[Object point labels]

== == ==

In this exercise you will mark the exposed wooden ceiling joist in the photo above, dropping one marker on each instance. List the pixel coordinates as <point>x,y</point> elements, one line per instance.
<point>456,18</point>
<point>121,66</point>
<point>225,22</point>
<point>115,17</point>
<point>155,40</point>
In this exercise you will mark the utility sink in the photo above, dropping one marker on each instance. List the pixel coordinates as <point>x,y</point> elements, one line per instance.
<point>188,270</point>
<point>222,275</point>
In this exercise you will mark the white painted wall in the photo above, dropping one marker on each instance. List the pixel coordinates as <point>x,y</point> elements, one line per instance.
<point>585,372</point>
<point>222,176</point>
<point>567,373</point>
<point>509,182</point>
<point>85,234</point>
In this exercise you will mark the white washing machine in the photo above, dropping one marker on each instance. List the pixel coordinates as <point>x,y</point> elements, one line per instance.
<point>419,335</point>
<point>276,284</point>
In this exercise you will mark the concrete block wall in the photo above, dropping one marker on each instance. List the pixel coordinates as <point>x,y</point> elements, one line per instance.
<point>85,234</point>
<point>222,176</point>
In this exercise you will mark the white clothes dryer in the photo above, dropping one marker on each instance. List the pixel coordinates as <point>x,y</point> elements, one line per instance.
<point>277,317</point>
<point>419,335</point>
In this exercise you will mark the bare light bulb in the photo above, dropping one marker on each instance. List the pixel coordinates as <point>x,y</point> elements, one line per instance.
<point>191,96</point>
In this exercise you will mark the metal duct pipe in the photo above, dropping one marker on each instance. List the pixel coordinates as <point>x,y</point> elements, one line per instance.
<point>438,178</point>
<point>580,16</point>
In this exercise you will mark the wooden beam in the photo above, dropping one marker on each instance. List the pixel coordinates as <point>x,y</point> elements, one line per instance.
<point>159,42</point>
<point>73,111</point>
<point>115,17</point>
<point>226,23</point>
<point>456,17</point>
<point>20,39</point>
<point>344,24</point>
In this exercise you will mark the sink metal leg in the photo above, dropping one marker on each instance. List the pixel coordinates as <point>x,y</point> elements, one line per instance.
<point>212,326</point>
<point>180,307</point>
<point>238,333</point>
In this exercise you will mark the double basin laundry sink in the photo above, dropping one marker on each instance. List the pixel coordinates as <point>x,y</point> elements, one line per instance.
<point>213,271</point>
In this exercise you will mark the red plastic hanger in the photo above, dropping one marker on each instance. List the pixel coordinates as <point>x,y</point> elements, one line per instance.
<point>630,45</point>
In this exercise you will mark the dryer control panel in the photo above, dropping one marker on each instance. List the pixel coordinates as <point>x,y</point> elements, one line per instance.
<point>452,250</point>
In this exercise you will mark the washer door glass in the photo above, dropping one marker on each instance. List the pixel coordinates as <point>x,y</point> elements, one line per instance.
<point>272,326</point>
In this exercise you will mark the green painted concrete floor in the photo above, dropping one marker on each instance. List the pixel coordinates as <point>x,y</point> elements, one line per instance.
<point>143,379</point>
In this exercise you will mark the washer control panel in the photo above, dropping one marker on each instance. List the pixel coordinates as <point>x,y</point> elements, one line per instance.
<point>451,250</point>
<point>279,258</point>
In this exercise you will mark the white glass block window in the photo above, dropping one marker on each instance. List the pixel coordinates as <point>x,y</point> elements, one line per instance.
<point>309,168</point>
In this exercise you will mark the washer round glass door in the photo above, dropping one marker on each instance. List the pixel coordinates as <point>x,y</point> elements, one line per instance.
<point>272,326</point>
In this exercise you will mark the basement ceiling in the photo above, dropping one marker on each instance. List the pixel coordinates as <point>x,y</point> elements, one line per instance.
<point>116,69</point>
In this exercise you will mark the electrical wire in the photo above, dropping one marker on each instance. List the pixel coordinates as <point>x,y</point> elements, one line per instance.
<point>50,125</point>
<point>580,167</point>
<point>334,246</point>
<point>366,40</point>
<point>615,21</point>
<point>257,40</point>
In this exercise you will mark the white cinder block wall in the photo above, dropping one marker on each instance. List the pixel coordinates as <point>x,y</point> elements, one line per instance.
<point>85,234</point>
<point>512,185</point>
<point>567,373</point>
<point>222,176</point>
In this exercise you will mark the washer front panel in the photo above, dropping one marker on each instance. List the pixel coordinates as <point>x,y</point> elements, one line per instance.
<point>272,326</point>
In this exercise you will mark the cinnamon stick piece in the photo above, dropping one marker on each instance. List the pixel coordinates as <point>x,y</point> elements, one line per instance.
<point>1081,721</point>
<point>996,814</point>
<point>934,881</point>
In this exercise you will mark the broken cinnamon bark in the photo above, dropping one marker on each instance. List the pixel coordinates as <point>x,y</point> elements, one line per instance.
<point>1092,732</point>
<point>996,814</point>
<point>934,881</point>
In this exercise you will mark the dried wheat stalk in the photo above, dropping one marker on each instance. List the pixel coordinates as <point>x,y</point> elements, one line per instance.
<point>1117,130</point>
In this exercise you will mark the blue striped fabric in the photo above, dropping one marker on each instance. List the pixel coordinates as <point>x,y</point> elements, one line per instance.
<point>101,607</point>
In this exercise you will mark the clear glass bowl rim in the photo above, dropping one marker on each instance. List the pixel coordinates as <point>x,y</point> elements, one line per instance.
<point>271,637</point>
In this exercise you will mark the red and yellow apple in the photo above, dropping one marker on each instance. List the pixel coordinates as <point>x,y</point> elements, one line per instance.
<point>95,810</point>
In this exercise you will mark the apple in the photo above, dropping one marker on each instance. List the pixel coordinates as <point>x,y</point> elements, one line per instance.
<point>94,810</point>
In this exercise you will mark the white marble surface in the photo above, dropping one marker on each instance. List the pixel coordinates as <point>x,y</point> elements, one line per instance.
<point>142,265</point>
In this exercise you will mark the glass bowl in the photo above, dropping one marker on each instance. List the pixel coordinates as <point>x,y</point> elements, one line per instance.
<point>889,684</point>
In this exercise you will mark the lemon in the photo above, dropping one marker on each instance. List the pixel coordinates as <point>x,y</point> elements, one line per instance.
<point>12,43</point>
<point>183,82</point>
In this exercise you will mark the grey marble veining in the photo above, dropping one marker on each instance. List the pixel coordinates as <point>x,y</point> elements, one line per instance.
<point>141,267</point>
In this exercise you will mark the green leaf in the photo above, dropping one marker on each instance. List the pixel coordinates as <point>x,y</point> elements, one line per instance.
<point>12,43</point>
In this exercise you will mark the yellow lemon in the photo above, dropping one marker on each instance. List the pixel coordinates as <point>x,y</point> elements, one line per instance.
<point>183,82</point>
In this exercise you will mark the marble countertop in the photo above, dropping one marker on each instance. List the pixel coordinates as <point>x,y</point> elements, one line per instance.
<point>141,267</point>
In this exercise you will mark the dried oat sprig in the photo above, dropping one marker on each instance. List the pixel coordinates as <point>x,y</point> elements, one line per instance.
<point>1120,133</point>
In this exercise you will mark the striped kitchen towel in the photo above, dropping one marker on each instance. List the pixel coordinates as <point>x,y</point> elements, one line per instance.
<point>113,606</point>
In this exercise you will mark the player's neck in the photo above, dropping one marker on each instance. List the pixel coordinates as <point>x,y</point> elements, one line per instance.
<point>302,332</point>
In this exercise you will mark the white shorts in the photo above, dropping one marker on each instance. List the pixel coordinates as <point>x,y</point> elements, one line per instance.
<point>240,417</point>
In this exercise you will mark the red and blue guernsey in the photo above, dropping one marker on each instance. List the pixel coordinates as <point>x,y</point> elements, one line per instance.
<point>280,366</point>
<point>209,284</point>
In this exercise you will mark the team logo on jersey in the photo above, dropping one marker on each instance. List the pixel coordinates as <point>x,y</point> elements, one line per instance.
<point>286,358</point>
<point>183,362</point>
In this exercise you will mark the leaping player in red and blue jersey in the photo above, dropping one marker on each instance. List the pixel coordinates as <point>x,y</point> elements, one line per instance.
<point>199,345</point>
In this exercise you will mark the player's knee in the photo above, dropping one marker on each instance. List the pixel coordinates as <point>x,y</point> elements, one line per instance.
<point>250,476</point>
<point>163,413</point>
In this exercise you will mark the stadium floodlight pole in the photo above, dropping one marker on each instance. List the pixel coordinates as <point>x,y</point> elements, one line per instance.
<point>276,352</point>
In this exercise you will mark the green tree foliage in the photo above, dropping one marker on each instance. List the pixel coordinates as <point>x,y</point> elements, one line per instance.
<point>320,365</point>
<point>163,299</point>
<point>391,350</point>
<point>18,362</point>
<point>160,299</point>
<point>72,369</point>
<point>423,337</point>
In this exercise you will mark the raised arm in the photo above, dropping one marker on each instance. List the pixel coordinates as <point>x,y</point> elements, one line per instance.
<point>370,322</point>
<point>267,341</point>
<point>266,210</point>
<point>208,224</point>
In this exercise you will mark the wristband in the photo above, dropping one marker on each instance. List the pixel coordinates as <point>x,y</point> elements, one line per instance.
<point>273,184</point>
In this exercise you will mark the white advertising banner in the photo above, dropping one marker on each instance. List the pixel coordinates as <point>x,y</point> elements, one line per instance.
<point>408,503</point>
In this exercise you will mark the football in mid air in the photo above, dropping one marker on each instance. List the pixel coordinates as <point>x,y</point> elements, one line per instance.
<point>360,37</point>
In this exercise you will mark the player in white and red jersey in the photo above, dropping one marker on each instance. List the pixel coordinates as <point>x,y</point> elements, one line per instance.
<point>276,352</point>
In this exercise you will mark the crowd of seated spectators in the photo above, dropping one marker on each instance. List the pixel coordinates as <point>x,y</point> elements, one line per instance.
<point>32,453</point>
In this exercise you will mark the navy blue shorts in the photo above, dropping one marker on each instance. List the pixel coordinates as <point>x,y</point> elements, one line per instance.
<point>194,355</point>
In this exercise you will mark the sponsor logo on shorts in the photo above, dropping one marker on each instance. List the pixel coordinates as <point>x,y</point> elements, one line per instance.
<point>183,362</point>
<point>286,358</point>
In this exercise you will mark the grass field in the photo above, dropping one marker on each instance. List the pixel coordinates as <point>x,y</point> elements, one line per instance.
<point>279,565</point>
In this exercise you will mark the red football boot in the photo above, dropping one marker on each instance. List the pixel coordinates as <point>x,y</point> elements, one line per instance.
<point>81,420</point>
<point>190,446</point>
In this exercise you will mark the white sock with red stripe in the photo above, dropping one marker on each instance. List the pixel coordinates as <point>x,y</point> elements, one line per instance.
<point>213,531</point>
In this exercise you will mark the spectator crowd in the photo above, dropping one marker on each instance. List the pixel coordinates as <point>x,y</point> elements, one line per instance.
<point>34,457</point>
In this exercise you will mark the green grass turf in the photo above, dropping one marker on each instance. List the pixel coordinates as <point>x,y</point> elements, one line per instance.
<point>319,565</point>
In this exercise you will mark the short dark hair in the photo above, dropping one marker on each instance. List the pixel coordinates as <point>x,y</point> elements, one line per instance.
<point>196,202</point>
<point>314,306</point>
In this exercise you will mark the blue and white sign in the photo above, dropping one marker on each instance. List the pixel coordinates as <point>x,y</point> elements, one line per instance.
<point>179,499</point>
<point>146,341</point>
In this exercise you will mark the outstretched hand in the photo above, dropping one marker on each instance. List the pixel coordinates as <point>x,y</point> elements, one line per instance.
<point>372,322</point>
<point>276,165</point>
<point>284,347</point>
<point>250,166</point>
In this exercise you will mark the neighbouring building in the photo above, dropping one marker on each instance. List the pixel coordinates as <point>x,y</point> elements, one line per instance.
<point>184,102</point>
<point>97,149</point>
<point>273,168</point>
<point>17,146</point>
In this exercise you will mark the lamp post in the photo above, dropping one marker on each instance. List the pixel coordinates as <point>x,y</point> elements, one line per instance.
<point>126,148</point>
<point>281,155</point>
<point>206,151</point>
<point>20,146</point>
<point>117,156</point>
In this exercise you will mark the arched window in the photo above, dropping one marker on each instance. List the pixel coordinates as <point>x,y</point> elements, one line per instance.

== == ==

* **WORK TO BE COMPLETED**
Put the stretch of items from the line containing "In this exercise you will mark the blue striped" through the line containing "<point>101,607</point>" into a Markdown table, skipping blank lines. Use the columns Row and Line, where Row numbers each line and Line holds its text.

* **OUTPUT FOR THIS EXERCISE**
| Row | Line |
|---|---|
| 1 | In this exercise you will mark the blue striped fabric in the photo above, dropping one marker on each instance. List the pixel coordinates as <point>x,y</point> elements, one line per instance. |
| 2 | <point>101,607</point> |